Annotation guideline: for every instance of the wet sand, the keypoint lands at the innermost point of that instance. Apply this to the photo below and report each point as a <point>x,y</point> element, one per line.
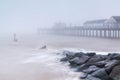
<point>25,60</point>
<point>95,44</point>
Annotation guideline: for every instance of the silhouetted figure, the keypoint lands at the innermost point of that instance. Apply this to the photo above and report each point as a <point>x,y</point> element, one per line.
<point>43,47</point>
<point>14,38</point>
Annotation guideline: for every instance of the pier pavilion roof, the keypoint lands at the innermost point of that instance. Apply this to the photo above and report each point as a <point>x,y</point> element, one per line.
<point>117,18</point>
<point>113,19</point>
<point>95,21</point>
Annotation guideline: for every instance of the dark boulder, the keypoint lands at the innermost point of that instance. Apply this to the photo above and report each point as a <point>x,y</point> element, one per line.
<point>79,60</point>
<point>112,56</point>
<point>101,64</point>
<point>64,59</point>
<point>82,67</point>
<point>91,54</point>
<point>101,73</point>
<point>83,75</point>
<point>91,69</point>
<point>90,77</point>
<point>115,74</point>
<point>110,65</point>
<point>95,59</point>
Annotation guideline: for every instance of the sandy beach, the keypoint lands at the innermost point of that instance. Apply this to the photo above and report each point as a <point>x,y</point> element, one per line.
<point>24,60</point>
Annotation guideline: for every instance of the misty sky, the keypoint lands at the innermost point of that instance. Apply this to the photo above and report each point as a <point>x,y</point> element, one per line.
<point>27,15</point>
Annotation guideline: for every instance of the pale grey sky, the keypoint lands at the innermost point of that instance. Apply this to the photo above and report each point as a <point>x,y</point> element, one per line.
<point>27,15</point>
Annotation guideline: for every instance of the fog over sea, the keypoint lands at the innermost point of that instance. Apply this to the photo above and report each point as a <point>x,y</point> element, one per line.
<point>24,60</point>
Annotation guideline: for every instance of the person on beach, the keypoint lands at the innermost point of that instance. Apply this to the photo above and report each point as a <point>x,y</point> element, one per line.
<point>15,38</point>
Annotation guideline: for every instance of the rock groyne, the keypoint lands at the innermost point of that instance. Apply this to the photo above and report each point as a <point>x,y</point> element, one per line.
<point>94,66</point>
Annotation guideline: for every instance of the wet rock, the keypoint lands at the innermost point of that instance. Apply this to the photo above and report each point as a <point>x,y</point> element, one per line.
<point>115,74</point>
<point>112,56</point>
<point>96,58</point>
<point>91,54</point>
<point>110,64</point>
<point>79,61</point>
<point>90,77</point>
<point>66,52</point>
<point>101,73</point>
<point>83,75</point>
<point>81,67</point>
<point>43,47</point>
<point>64,59</point>
<point>91,69</point>
<point>101,64</point>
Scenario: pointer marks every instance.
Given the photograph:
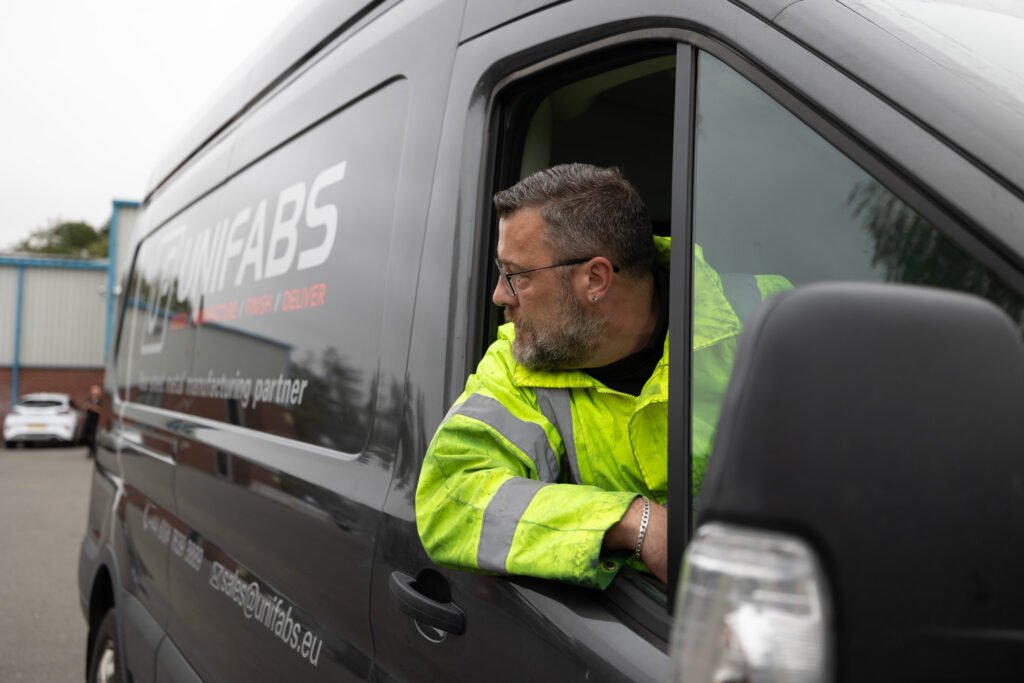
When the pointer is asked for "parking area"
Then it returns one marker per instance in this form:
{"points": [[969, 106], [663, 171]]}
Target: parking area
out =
{"points": [[43, 499]]}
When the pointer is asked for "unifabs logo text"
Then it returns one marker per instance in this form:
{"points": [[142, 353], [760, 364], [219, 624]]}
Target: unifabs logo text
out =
{"points": [[181, 266]]}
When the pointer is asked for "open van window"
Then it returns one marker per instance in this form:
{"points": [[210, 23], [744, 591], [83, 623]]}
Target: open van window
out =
{"points": [[615, 111], [611, 112]]}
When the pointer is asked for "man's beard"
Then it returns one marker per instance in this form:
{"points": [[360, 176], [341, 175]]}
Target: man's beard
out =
{"points": [[566, 344]]}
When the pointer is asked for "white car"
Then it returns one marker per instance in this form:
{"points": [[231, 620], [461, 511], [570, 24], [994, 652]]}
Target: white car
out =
{"points": [[42, 417]]}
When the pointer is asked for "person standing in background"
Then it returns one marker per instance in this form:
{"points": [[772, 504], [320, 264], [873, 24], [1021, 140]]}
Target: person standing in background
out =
{"points": [[92, 408]]}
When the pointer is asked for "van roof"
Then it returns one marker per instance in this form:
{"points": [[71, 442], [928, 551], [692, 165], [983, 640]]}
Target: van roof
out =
{"points": [[956, 65], [302, 34]]}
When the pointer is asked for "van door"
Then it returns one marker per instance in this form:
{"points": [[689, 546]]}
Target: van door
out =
{"points": [[151, 349], [301, 272]]}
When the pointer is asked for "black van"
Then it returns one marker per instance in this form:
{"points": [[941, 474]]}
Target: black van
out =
{"points": [[309, 290]]}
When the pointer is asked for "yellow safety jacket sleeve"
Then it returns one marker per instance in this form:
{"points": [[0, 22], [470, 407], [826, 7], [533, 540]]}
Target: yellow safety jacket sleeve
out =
{"points": [[497, 489]]}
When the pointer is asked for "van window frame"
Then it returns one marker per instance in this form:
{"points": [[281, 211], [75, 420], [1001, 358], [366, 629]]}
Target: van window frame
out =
{"points": [[499, 167], [974, 240]]}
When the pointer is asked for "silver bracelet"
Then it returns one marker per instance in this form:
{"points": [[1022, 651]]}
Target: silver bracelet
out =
{"points": [[643, 527]]}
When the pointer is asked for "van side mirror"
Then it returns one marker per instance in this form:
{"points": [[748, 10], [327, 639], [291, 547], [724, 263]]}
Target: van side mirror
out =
{"points": [[882, 426]]}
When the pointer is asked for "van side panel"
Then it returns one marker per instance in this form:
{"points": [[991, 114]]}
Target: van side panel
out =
{"points": [[269, 324]]}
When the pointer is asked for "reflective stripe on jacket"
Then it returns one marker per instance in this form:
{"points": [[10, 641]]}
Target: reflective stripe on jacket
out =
{"points": [[529, 469]]}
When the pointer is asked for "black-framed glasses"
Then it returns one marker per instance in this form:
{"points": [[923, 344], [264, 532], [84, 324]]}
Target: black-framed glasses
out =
{"points": [[507, 276]]}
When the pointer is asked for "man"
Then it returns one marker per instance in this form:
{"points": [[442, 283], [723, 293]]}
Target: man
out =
{"points": [[92, 408], [553, 461]]}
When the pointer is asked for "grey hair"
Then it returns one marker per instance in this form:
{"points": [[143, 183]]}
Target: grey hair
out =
{"points": [[589, 211]]}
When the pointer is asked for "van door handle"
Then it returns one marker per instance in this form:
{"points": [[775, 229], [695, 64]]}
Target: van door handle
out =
{"points": [[444, 615]]}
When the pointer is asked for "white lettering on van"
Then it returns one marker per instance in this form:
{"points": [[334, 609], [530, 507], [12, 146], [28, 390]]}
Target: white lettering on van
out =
{"points": [[285, 229], [325, 216], [239, 249], [233, 247], [253, 254]]}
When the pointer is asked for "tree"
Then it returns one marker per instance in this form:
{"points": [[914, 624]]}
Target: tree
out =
{"points": [[68, 239]]}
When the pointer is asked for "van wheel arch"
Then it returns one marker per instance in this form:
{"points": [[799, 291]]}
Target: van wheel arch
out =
{"points": [[100, 603]]}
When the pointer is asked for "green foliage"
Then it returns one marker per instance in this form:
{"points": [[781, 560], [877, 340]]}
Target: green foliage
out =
{"points": [[68, 239]]}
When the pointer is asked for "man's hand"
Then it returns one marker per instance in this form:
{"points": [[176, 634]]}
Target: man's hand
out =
{"points": [[623, 536]]}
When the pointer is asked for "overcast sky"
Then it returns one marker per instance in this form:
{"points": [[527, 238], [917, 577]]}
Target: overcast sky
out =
{"points": [[92, 92]]}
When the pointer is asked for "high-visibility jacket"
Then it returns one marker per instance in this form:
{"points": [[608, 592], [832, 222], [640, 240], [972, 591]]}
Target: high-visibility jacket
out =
{"points": [[529, 469]]}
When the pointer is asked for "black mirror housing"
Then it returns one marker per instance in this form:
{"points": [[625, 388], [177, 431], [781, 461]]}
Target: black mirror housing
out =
{"points": [[883, 424]]}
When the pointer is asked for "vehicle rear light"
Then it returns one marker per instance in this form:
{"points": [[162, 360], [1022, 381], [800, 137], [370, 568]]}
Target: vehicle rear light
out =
{"points": [[753, 607]]}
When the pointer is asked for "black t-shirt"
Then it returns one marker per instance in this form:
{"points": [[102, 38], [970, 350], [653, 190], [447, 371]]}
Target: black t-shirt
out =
{"points": [[630, 374]]}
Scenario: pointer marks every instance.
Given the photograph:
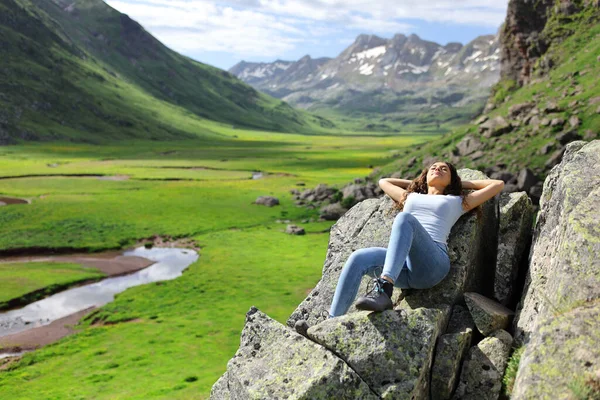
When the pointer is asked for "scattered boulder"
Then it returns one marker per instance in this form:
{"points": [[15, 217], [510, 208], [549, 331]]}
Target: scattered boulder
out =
{"points": [[514, 232], [495, 127], [565, 253], [526, 179], [268, 201], [568, 137], [482, 371], [519, 110], [468, 145], [275, 362], [562, 353], [487, 314], [332, 212], [450, 350], [294, 230], [392, 351]]}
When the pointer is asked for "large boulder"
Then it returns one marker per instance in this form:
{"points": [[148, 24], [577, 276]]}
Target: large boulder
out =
{"points": [[450, 351], [391, 351], [562, 355], [472, 251], [565, 256], [274, 362], [482, 371], [514, 234]]}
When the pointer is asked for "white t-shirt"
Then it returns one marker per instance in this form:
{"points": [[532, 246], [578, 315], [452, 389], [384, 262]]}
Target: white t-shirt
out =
{"points": [[437, 213]]}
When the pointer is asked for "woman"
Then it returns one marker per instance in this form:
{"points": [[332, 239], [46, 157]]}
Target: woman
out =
{"points": [[418, 255]]}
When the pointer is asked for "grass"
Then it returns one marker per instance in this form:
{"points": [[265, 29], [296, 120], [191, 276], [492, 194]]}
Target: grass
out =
{"points": [[173, 339], [20, 279]]}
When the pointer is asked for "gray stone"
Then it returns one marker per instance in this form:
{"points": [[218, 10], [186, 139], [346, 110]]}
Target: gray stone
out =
{"points": [[471, 246], [469, 144], [517, 110], [563, 353], [567, 137], [545, 149], [451, 349], [275, 362], [294, 230], [268, 201], [516, 221], [526, 179], [487, 314], [482, 371], [564, 265], [495, 127], [392, 350], [332, 212]]}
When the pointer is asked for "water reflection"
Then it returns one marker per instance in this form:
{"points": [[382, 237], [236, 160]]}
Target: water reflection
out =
{"points": [[170, 262]]}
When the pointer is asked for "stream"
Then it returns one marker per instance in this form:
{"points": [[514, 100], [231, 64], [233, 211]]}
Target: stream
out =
{"points": [[169, 264]]}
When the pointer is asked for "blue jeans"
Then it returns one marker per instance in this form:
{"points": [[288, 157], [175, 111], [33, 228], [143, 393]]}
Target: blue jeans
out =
{"points": [[414, 260]]}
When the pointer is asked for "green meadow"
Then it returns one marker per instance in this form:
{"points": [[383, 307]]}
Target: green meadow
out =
{"points": [[172, 339]]}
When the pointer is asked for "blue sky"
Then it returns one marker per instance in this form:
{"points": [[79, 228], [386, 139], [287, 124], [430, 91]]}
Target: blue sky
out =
{"points": [[222, 33]]}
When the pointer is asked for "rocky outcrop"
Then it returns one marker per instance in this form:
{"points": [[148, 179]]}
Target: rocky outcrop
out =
{"points": [[564, 265], [516, 220], [391, 351], [558, 317], [274, 362], [481, 376], [472, 245], [423, 348]]}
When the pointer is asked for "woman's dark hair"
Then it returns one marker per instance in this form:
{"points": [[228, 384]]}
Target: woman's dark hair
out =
{"points": [[419, 185]]}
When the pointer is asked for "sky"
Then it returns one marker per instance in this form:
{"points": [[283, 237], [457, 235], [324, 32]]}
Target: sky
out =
{"points": [[223, 33]]}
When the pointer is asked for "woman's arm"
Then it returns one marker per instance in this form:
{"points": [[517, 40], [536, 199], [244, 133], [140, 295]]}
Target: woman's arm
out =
{"points": [[394, 187], [485, 189]]}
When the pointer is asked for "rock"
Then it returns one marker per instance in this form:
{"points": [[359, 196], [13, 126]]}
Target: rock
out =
{"points": [[516, 220], [471, 247], [545, 149], [482, 371], [574, 121], [565, 253], [477, 155], [487, 314], [275, 362], [392, 350], [503, 176], [526, 179], [294, 230], [268, 201], [568, 137], [469, 144], [562, 354], [555, 158], [495, 127], [557, 122], [551, 107], [510, 188], [332, 212], [451, 349], [356, 192], [518, 110], [481, 119]]}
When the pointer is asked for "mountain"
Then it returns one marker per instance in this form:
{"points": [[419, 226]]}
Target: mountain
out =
{"points": [[389, 76], [86, 72], [547, 97]]}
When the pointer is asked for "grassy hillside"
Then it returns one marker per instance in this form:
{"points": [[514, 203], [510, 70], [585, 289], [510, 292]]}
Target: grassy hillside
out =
{"points": [[86, 72], [571, 84]]}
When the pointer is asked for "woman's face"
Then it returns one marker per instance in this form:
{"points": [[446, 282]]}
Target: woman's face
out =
{"points": [[439, 174]]}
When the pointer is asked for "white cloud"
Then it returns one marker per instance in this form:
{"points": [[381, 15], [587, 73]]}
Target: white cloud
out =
{"points": [[268, 28]]}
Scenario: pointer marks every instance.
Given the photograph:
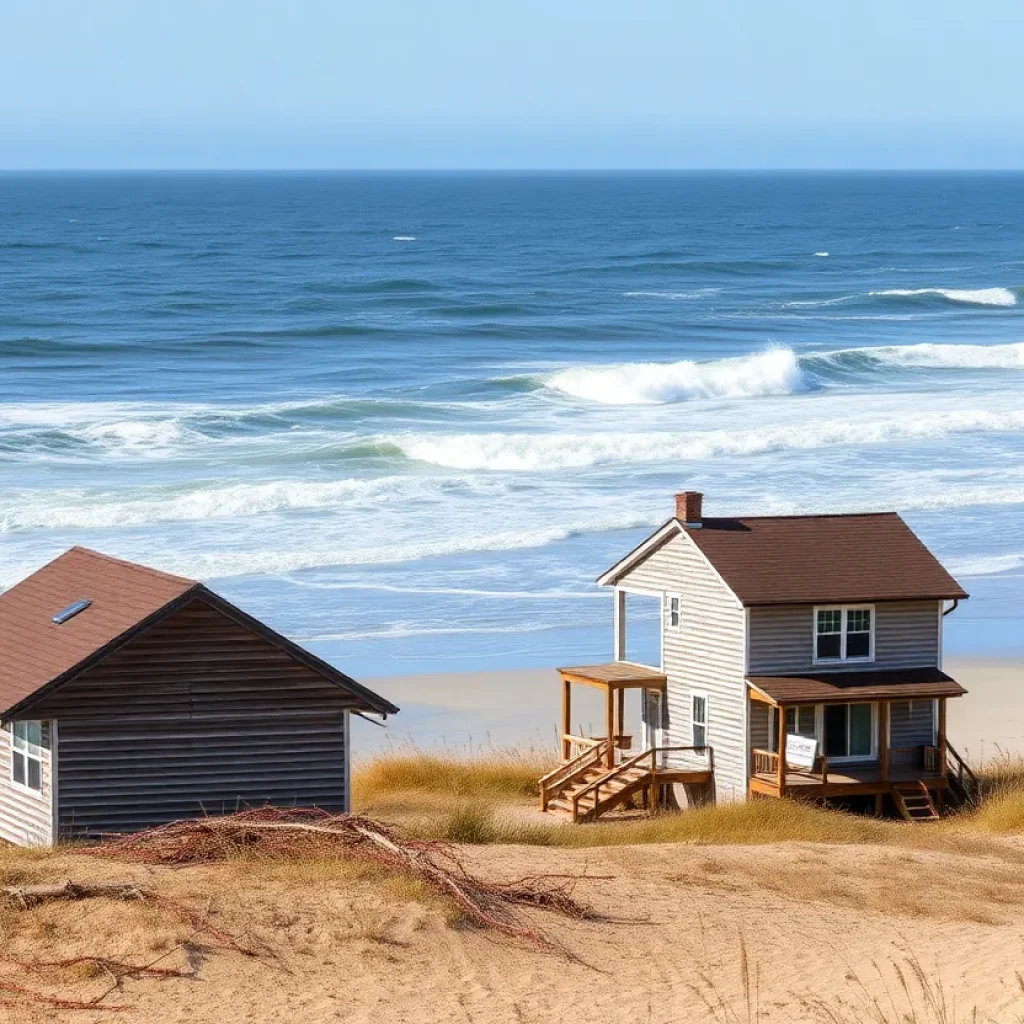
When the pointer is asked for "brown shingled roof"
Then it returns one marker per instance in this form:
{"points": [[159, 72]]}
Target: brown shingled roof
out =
{"points": [[841, 687], [125, 599], [34, 650], [822, 559]]}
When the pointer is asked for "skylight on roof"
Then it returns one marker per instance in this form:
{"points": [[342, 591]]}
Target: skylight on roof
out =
{"points": [[71, 611]]}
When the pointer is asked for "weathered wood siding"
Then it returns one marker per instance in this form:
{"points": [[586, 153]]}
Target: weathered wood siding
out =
{"points": [[906, 636], [706, 654], [197, 716], [26, 816], [911, 723]]}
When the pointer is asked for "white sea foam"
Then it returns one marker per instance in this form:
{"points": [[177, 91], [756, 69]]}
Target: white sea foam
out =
{"points": [[973, 296], [985, 565], [773, 372], [22, 510], [1009, 356], [275, 562], [534, 453]]}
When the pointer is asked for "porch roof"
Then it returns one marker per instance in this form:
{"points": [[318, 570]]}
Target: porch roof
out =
{"points": [[843, 687], [615, 675]]}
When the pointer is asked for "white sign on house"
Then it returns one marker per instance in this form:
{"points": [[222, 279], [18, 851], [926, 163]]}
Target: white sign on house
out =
{"points": [[801, 751]]}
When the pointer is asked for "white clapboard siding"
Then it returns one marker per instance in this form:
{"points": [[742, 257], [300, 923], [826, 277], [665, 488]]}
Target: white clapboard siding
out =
{"points": [[26, 817], [706, 654], [906, 636]]}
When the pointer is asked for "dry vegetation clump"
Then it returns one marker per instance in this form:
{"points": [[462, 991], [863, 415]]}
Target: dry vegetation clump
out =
{"points": [[500, 773], [491, 799], [307, 833]]}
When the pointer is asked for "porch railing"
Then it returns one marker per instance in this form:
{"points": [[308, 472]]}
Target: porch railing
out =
{"points": [[592, 754], [578, 744], [766, 763], [650, 761]]}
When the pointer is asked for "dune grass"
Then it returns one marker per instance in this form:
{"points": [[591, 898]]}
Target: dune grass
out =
{"points": [[491, 798], [499, 773]]}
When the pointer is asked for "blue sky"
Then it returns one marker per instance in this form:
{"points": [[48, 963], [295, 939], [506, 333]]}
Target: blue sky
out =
{"points": [[513, 84]]}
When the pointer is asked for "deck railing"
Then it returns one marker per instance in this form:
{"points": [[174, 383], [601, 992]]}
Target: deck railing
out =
{"points": [[766, 763], [591, 755], [650, 760]]}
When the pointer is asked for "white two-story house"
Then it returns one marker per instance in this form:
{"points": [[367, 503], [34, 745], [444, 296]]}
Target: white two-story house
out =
{"points": [[800, 655]]}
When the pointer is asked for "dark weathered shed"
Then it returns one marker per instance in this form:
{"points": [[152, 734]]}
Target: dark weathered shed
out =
{"points": [[166, 700]]}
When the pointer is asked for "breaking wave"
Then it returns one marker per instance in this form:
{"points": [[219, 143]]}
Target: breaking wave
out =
{"points": [[555, 452], [74, 509], [971, 296], [774, 372]]}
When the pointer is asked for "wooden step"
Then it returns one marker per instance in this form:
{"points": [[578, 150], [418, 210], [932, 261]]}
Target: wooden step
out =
{"points": [[914, 802]]}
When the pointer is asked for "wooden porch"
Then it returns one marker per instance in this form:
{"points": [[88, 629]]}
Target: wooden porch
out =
{"points": [[602, 773], [910, 775]]}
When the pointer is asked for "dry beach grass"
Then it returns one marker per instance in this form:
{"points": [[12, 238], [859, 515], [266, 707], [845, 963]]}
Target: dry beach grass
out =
{"points": [[759, 912]]}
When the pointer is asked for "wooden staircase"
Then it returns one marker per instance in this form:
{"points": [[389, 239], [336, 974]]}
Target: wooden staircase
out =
{"points": [[914, 802], [586, 787]]}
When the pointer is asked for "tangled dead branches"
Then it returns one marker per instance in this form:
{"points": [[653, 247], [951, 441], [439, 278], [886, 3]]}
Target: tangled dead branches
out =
{"points": [[304, 833]]}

TASK INSTRUCTIONS: For this exercise, copy each line from the listing above that has the word "jacket".

RESPONSE FOR THIS EXERCISE:
When the pointer is asked for "yellow safety jacket sleeve"
Target: yellow safety jacket sleeve
When the pointer is asked for "reflective stripe on jacket"
Target: reflective stripe on jacket
When the pointer is asked for "high-visibility jacket"
Target: high-visibility jacket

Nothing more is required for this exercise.